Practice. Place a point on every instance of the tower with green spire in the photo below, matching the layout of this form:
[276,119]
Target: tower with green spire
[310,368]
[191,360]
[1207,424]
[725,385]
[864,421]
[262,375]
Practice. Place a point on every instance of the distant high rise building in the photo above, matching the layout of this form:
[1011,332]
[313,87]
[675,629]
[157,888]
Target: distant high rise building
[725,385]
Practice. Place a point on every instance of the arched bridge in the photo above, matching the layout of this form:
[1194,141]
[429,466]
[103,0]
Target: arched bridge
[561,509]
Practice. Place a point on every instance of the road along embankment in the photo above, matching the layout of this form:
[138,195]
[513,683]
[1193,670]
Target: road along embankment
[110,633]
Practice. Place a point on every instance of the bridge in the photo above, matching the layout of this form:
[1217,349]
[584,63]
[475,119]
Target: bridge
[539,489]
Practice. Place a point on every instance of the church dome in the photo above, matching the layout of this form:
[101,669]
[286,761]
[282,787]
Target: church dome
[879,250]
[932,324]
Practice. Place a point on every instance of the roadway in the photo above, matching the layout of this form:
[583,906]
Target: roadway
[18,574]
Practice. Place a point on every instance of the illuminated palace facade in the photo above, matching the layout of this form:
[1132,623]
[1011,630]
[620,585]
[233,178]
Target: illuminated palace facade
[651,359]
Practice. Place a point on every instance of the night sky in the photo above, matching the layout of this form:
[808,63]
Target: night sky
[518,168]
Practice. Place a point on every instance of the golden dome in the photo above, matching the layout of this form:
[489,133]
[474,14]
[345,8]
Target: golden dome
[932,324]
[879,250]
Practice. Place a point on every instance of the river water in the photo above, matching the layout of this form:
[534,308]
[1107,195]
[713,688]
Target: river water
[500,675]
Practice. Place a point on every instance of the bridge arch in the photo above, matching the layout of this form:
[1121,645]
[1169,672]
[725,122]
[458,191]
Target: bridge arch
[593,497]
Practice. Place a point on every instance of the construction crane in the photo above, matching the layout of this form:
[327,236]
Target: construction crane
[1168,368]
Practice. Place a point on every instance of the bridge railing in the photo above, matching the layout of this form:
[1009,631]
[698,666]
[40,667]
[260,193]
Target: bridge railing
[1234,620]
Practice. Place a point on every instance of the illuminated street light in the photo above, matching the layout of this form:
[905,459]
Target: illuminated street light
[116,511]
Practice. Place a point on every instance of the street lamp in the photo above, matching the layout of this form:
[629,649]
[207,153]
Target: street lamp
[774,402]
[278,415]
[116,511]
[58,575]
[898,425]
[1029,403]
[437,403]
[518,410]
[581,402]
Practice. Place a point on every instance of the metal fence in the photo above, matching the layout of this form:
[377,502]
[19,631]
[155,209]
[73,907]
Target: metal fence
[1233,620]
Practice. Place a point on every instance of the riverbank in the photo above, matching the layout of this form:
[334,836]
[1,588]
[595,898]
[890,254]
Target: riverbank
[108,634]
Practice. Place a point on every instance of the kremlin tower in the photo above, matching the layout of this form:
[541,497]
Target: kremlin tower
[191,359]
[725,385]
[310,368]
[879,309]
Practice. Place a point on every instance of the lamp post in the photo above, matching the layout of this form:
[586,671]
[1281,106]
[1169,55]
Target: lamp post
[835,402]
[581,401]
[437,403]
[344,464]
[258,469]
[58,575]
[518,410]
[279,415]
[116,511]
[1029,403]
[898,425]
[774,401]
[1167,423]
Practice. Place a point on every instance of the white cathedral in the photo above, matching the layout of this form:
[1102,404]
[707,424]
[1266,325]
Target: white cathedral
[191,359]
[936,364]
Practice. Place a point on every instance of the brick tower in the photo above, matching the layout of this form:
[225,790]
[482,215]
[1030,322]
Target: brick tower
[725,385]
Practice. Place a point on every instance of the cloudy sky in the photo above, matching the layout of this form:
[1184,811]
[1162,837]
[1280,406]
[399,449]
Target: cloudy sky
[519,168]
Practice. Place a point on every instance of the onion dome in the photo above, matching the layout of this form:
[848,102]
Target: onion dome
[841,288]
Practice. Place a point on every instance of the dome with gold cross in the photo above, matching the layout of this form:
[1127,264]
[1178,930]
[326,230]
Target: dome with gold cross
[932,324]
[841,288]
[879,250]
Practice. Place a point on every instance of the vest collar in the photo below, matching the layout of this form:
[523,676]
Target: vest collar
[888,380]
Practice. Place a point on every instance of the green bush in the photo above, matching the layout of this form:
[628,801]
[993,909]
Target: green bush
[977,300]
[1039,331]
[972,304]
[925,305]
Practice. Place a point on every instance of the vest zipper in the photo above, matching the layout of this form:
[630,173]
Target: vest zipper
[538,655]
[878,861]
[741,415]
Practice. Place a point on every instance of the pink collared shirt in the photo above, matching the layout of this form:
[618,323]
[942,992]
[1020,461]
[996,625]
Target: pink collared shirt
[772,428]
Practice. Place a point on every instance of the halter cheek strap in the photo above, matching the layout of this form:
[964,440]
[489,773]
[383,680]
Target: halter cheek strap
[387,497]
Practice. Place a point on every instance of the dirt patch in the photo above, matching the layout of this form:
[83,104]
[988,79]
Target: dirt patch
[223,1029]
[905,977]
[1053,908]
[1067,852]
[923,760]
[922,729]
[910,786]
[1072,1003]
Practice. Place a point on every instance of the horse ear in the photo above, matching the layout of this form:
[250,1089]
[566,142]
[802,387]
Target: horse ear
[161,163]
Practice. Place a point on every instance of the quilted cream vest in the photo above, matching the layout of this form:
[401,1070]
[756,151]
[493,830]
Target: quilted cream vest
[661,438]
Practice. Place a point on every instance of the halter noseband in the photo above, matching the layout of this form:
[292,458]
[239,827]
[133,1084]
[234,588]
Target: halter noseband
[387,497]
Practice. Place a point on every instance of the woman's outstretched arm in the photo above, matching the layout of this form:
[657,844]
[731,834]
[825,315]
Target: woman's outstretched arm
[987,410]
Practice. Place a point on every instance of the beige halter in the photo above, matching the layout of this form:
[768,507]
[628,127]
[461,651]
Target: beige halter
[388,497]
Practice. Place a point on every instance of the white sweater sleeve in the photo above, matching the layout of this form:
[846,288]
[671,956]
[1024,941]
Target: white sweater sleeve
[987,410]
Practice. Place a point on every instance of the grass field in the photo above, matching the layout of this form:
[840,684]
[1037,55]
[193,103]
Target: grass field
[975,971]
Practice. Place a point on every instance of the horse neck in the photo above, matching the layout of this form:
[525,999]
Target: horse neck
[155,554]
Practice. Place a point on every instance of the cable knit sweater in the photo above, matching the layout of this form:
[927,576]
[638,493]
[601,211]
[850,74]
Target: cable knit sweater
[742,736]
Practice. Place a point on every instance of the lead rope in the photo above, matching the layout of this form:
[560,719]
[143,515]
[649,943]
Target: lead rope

************

Retype all of the material above word for word, keeping every line in its original order.

— RESPONSE —
Practice. Place a point on every instance of the tower with green spire in the photo below, matching the layout of this form:
[276,119]
Target: tower with green spire
[310,368]
[191,360]
[1207,424]
[725,385]
[864,421]
[262,375]
Practice. Place a point on every instance of the distant high rise building in the photo above, matching the layout of this form:
[1011,332]
[313,87]
[675,629]
[157,888]
Target: distant high rise building
[725,385]
Practice. Place a point on every instance of the arched bridge in the photo above, matching the layout of this form:
[1194,141]
[429,466]
[103,0]
Target: arched bridge
[561,509]
Practice. Place a point on every instance of the road along embankment in the photo above, matching the layout of this form:
[138,195]
[513,683]
[1193,670]
Target: road along embankment
[110,633]
Practice. Place a point on every instance of the bridge in the photo above, matching the layout of this form:
[1217,349]
[584,63]
[475,119]
Target: bridge
[539,489]
Practice. Place a point on every instance of the church dome in the photo above, matching the layout of this form:
[101,669]
[286,761]
[282,787]
Target: church dome
[879,250]
[932,324]
Practice. Place a point on every instance of the roadway in the photo above, matching the layout of this form:
[583,906]
Target: roadway
[18,574]
Practice. Place a point on every instance of the illuminated palace facade in the photo above, matching the layout of this form:
[1132,623]
[1011,630]
[620,585]
[233,178]
Target: illuminated palace facade
[651,359]
Practice. Place a point on every instance of the night sky in the photo above, matching the layout of this form:
[808,63]
Target: night sky
[518,168]
Practice. Place a point on every instance of the golden dome in the photo above, matching the layout of this form:
[489,133]
[474,14]
[345,8]
Target: golden dome
[932,324]
[879,250]
Practice. Place a point on every instance of the river water in the photo above, matching the layout of this form:
[534,308]
[1107,195]
[713,688]
Target: river water
[500,675]
Practice. Place a point on every instance of the bridge arch in the photo above, matching the layout of this form:
[1121,645]
[1169,672]
[725,122]
[458,191]
Target: bridge arch
[593,497]
Practice. Place a point on every instance of the construction crane in the photo above, matching the layout of this form:
[327,236]
Target: construction crane
[1168,368]
Practice. Place a point on every instance of the bridge railing in the photo above, matching the layout of this form:
[1009,631]
[698,666]
[40,667]
[260,193]
Target: bridge railing
[1234,620]
Practice. Place a point on every instance of the illuminated street light in the photo above, matching the layout of this form:
[905,459]
Target: illuminated street light
[116,511]
Practice. Place a point on every instance of the street lamp in the photo above, matching the layout of this form:
[629,649]
[207,153]
Target: street lamp
[774,402]
[278,415]
[116,511]
[58,575]
[898,425]
[1029,403]
[437,403]
[518,410]
[581,402]
Practice. Place a point on every instance of the metal fence in the photo above, matching the layout of this form:
[377,502]
[19,631]
[155,209]
[73,907]
Target: metal fence
[1233,620]
Practice. Place a point on every instance of the riverbank in the photo above, matching the layout of this form:
[334,836]
[1,588]
[595,898]
[890,254]
Target: riverbank
[108,634]
Practice. Place a point on every instance of the kremlin tower in the photo above, matching the layout of this form:
[541,497]
Target: kremlin tower
[191,359]
[725,385]
[310,368]
[879,309]
Practice. Place a point on every instance of the lamp post in the photo above, matching the layout of this form:
[586,671]
[1281,106]
[1169,55]
Target: lamp post
[835,402]
[581,401]
[437,403]
[344,464]
[258,469]
[58,575]
[518,410]
[279,415]
[116,511]
[1029,403]
[898,425]
[774,401]
[1167,423]
Practice. Place a point on every instance of the white cathedral in the photo above, matching the layout of this form:
[1102,404]
[707,424]
[1266,325]
Target: white cathedral
[191,359]
[936,364]
Practice. Place a point on every instance of the brick tower in the photo above, matching the layout of this form:
[225,790]
[482,215]
[1030,322]
Target: brick tower
[725,385]
Practice. Place a point on every instance of the cloudy sky in the photo above, matching the layout of this form:
[1184,811]
[1162,837]
[1280,406]
[399,449]
Target: cloudy sky
[519,168]
Practice. Place a point on every instance of the onion dome in the photo above, matching the layout of this form:
[848,102]
Target: onion dome
[841,288]
Practice. Place a point on every instance of the dome with gold cross in the photo above, matching the layout of this form:
[1127,264]
[1178,930]
[326,230]
Target: dome with gold cross
[932,324]
[841,288]
[879,250]
Practice. Place a point on every instance of the vest collar in the photo below, matching the layout of this form:
[523,676]
Target: vest collar
[888,380]
Practice. Place a point on every instance of the green bush in the photo above, matching the layout of this form:
[628,801]
[993,909]
Target: green bush
[977,300]
[1039,331]
[972,304]
[925,305]
Practice. Place a point on every instance of the vest zipper in the photo above, matching the layout of this form:
[630,173]
Target: vest zipper
[538,655]
[878,861]
[741,415]
Practice. Place a point on every instance of the pink collared shirt in the photo above, matching the layout of this form:
[618,323]
[942,992]
[1020,461]
[996,625]
Target: pink collared shirt
[772,428]
Practice. Place a point on every instance of the halter cheek strap in the photo above, matching the layout of this form:
[964,440]
[489,773]
[383,680]
Target: halter cheek strap
[387,497]
Practice. Place a point on every instance of the dirt patch in the photo above, matching the layout of this form:
[83,104]
[988,79]
Target: dirt patch
[223,1029]
[905,977]
[1053,908]
[1067,852]
[923,760]
[922,729]
[910,786]
[1072,1003]
Practice. Place a point on every instance of the horse ear in the photo above, matching the layout of this form:
[250,1089]
[566,142]
[802,387]
Target: horse ear
[161,163]
Practice. Place a point on every instance of the quilted cream vest in the photo above, matching the layout of this form:
[401,1070]
[756,151]
[493,830]
Target: quilted cream vest
[661,438]
Practice. Place a point on every instance of the halter noseband in the photo above, matching the layout of this form:
[292,458]
[239,827]
[133,1084]
[234,588]
Target: halter noseband
[387,497]
Practice. Place a point on every instance of the woman's outstretched arm in the photo above, matching the layout of this form:
[657,844]
[731,834]
[825,315]
Target: woman's outstretched arm
[987,410]
Practice. Place a point on every instance of the beige halter in the photo above, matching the layout of this form:
[768,507]
[628,127]
[461,651]
Target: beige halter
[388,497]
Practice. Place a point on every instance of the white sweater sleeve in the photo above, matching the layout of this form:
[846,288]
[671,956]
[1024,941]
Target: white sweater sleeve
[987,410]
Practice. Place a point on every instance of the grass field in the photo above, matching the layout of this form:
[840,684]
[1037,55]
[193,103]
Target: grass field
[975,971]
Practice. Place a point on every instance of the horse neck in the photo above, matching the layout of this form:
[525,999]
Target: horse neck
[155,554]
Practice. Place a point on every instance of the cable knit sweater in the photo above, matching the layout of this form:
[927,576]
[638,493]
[601,211]
[850,74]
Target: cable knit sweater
[742,736]
Practice. Place a point on every instance of the lead rope in the photo above, matching the layout of this form:
[560,719]
[143,515]
[649,943]
Target: lead rope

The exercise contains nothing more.